**** Task inputs ****

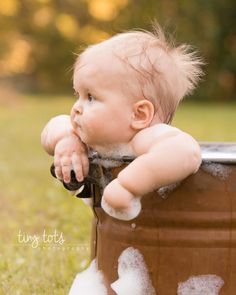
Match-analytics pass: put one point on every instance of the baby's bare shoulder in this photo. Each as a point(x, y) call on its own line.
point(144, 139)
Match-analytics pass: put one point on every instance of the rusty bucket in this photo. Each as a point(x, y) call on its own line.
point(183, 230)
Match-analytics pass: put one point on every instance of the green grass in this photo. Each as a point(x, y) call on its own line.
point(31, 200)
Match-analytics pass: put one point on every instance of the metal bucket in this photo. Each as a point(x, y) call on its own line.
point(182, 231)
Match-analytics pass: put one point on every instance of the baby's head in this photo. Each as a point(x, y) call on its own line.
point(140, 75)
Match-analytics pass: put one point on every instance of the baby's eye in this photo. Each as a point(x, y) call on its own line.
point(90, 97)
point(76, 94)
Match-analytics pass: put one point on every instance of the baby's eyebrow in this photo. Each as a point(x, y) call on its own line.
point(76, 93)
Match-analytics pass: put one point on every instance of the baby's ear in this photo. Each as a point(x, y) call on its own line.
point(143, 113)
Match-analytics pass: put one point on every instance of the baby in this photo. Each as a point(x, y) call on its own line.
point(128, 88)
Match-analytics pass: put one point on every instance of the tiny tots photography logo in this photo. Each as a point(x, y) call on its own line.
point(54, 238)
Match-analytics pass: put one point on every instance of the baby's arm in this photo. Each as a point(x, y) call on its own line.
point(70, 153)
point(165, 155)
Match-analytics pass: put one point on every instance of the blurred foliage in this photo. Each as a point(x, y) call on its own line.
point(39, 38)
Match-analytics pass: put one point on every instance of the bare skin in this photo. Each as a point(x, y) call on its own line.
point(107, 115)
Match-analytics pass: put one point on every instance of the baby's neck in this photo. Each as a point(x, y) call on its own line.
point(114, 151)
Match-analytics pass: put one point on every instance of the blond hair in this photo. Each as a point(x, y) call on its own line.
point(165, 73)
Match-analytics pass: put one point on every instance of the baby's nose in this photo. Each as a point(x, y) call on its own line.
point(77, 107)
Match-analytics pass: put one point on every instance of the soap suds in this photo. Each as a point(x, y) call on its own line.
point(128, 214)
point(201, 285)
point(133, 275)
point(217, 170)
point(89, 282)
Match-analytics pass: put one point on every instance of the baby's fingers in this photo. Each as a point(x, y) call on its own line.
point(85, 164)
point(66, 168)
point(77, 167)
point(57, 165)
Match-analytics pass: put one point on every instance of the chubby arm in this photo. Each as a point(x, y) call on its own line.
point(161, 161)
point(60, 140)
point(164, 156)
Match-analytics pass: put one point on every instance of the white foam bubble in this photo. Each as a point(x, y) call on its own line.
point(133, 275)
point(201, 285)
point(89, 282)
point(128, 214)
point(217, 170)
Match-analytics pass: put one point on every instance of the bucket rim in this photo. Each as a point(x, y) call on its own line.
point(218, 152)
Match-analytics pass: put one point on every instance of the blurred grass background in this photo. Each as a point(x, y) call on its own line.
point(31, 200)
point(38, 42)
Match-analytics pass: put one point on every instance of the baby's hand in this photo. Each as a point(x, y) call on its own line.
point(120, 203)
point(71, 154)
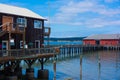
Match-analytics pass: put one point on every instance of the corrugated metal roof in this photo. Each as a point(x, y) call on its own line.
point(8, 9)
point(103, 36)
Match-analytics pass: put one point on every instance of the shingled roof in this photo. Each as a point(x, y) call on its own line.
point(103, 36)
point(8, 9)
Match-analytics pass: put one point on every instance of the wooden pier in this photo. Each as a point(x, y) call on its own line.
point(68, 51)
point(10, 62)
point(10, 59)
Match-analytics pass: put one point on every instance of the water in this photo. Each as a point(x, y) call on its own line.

****

Problem details: The entries above need to be transcribed word for word, and the pictures stay out.

Task solution:
Match-analytics pass: put one point on every instance of the baby's bare shoulder in this photo. Each as a point(x, y) call on its own line.
point(144, 139)
Match-analytics pass: put one point on every instance of the rusty bucket in this photo. Each as a point(x, y) call on its own line.
point(183, 230)
Match-analytics pass: put one point on every instance of the green grass in this photo. Each as a point(x, y) call on its own line.
point(31, 200)
Match-analytics pass: put one point on every instance of the metal bucket in this photo. Each as a point(x, y) call on its own line.
point(182, 231)
Match-analytics pass: put one point on every instance of the baby's head in this photo. Each as a point(x, y) call on its own line.
point(140, 75)
Match-analytics pass: put one point on every instance of the baby's eye in this photo. Each as a point(x, y) call on its own line.
point(90, 97)
point(76, 94)
Match-analytics pass: put one point on every instance of the baby's eyebrow in this photo. Each as a point(x, y) call on its own line.
point(76, 93)
Match-analytics pass: put one point on every instance of the baby's ear in this photo. Each as a point(x, y) call on its own line.
point(143, 113)
Match-analytics pass: put one point on every instance of the baby in this photo. Each as a point(x, y) call on its own line.
point(128, 88)
Match-analytics pass: put one point on every instance of the tiny tots photography logo in this photo. Each as a point(x, y) call on its own line.
point(54, 238)
Match-analytics pass: put one point on every instance of the baby's arm in this photo. Each as a point(x, y) call on its own line.
point(70, 153)
point(165, 155)
Match-analytics pass: put one point on every instance of the blurred foliage in this photo. Each as a point(x, y) call on its own line.
point(39, 38)
Match-analytics pass: put one point on every instance of the bare skin in this photo. Each as a point(x, y) call on its own line.
point(107, 115)
Match-analytics pass: put one point on every instance of the baby's neck in this photo. Each as a point(x, y) call on its own line.
point(114, 151)
Match-analytics pass: put one point on every instance of the blond hair in this photo. Each as a point(x, y) call on its own line.
point(165, 73)
Match-analytics pass: put one point on every instance of the baby's nose in this photo. Each as a point(x, y) call on its own line.
point(77, 107)
Match-analytics pass: put one point on every instance of the soap suds in this photo. Each as a point(x, y) call on its own line.
point(128, 214)
point(201, 285)
point(133, 275)
point(217, 170)
point(89, 282)
Match-analytics pass: put one point on every instance of the baby's fingers in this photo. Each as a point(x, y) call on its own line.
point(85, 164)
point(66, 168)
point(77, 167)
point(57, 165)
Match-analytics pass: put one point on every instance of the chubby arm in this photo. Each as a point(x, y) call on its own line.
point(161, 161)
point(60, 140)
point(164, 156)
Match-analytics pass: put one point on every instance of the white foam bubble in this photo. Each as a point(x, y) call on its own line.
point(133, 275)
point(201, 285)
point(89, 282)
point(128, 214)
point(217, 170)
Match-analytics pass: put one point on every instance of the bucket rim in this photo. Each as a point(x, y) call on its own line.
point(218, 152)
Match-analytics pass: put one point on every instance of the blurred grass background in this photo. Each as a point(x, y) call on its own line.
point(31, 200)
point(38, 42)
Match-analytics pass: put one point on every instance of the baby's hand in this photo. Each as a point(x, y) call on its own line.
point(120, 203)
point(71, 154)
Match-analytics pass: put one point on every instance of the corrugated metal roof in this photo. Each as a point(x, y) call on its own line.
point(8, 9)
point(103, 36)
Match-analytics pass: put one point on every instance of the shingled roof in this photo. Each as a point(x, y) call on its own line.
point(103, 36)
point(8, 9)
Match-analytics pass: put one point on every instance of the wooden pier in this photo. Each as a point(x, y) call on its own line.
point(68, 51)
point(10, 62)
point(10, 59)
Match-analytics pass: put one point on every instance of the water in this photo. Each as a point(x, y) call on its own line.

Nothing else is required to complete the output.